___ EXTRAIT
Les couloirs, déjà déblayés en partie, sont encombrés par les lits allemands à deux étages et sommier de fer. Dans une petite salle voûtée que des bougies fixées dans des goulots de bouteilles éclairent, le commandant du fort a installé son quartier général. Nommé de la veille à ce poste de choix, le capitaine Peyron, adjudant-major au 298e régiment, nous reçoit en tenue d’intérieur, en bonnet de police, et déséquipé, comme pour affirmer sa prise de possession et la sécurité de ses fonctions. Il tenait conseil sur les travaux à accomplir avec le capitaine Arrighi, à peine majeur, la tête enveloppée, car il a reçu un éclat d’obus, et le lieutenant Diot, premier occupant.
______
**ÉNONCÉ:**
Modifiez le passage de l'extrait qui va de « Les couloirs, déjà » jusqu'à « Diot, premier occupant. » inclus : reproduisez-le en remplaçant « bougies » par « lanternes ».
___ LIGNES DE DONNÉES
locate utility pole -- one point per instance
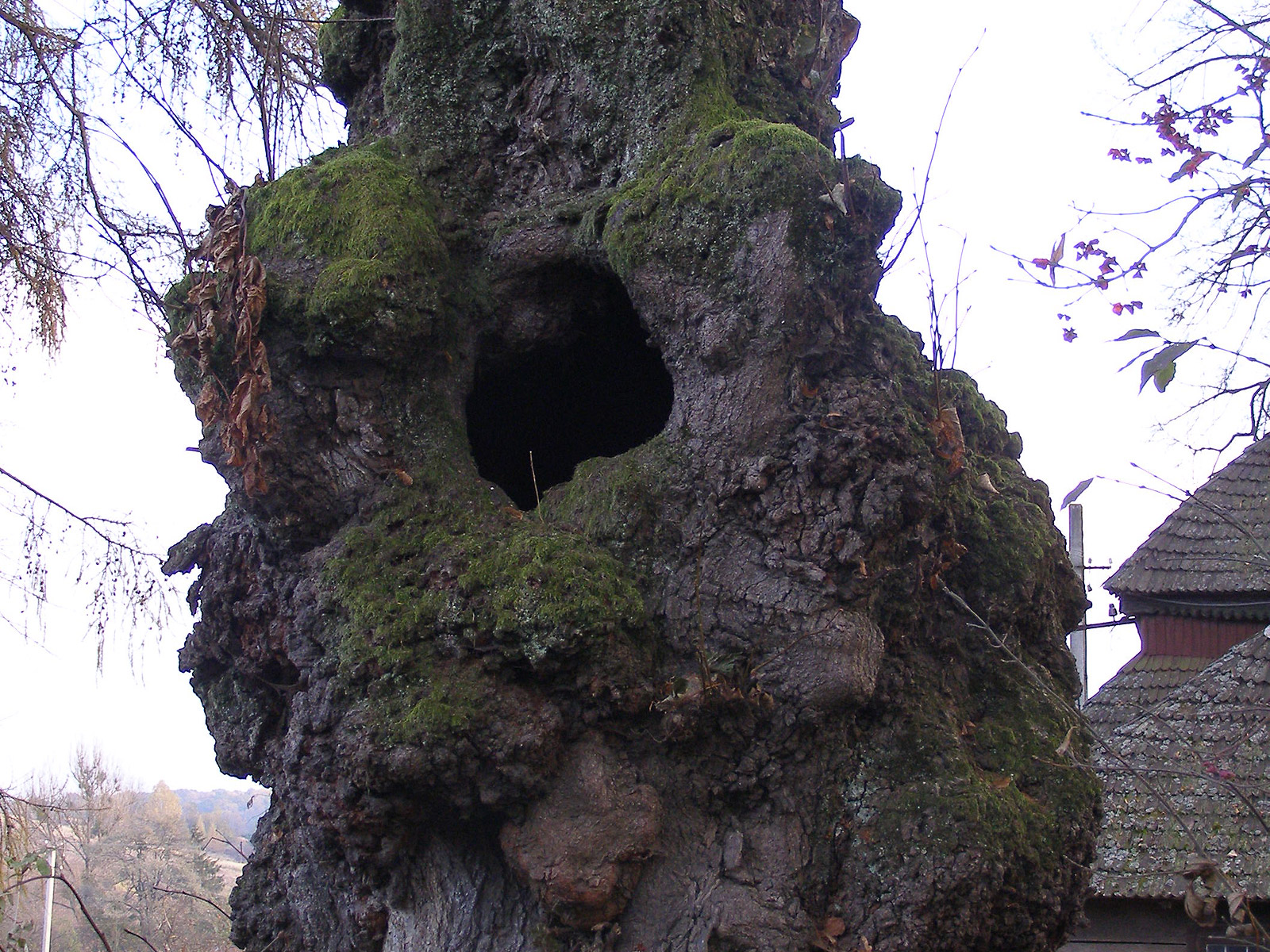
(48, 898)
(1077, 639)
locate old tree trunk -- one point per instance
(710, 692)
______
**RÉPONSE:**
Les couloirs, déjà déblayés en partie, sont encombrés par les lits allemands à deux étages et sommier de fer. Dans une petite salle voûtée que des lanternes fixées dans des goulots de bouteilles éclairent, le commandant du fort a installé son quartier général. Nommé de la veille à ce poste de choix, le capitaine Peyron, adjudant-major au 298e régiment, nous reçoit en tenue d’intérieur, en bonnet de police, et déséquipé, comme pour affirmer sa prise de possession et la sécurité de ses fonctions. Il tenait conseil sur les travaux à accomplir avec le capitaine Arrighi, à peine majeur, la tête enveloppée, car il a reçu un éclat d’obus, et le lieutenant Diot, premier occupant.